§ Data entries
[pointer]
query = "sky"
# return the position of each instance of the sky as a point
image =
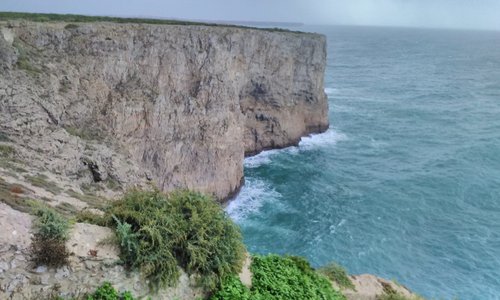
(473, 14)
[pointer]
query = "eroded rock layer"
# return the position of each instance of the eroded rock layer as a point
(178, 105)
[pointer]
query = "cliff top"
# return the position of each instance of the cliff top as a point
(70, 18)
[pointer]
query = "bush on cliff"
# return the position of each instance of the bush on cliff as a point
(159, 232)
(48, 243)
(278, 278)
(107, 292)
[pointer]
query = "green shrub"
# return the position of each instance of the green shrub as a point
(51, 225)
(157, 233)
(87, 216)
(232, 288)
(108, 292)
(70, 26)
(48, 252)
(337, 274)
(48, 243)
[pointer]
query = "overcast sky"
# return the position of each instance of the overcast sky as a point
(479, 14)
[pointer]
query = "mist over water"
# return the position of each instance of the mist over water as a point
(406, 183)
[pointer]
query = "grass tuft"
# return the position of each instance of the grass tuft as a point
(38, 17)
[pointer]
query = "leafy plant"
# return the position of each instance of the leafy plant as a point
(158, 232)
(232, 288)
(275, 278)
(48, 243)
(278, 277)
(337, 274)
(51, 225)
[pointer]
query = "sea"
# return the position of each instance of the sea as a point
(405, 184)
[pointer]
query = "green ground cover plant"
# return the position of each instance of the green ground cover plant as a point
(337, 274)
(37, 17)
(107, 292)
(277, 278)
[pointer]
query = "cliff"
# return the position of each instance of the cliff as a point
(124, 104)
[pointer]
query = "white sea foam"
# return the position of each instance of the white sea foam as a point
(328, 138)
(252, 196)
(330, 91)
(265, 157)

...

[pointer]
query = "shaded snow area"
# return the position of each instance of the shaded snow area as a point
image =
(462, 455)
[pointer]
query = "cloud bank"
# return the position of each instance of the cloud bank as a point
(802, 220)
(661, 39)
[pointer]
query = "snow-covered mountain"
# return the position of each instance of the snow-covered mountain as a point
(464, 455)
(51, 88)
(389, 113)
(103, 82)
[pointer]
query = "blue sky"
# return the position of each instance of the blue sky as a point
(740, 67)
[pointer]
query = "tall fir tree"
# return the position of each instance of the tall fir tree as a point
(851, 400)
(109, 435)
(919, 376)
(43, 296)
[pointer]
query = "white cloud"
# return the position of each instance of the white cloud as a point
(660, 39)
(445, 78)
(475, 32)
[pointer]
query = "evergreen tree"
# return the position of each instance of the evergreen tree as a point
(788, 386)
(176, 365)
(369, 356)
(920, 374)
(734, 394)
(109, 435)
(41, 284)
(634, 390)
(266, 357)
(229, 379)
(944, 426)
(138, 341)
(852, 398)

* * *

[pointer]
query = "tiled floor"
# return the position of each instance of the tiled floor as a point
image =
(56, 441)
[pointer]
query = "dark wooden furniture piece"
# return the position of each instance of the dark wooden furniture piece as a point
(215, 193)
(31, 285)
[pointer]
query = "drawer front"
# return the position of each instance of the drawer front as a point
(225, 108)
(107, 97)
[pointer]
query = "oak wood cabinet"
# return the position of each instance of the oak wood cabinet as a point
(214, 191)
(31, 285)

§ YOUR TASK
Only lines with the word "area" are wanted, so copy each one from the records.

§ RESULT BELOW
query = "shaded snow area"
# return the position of each instance of the shaded snow area as a point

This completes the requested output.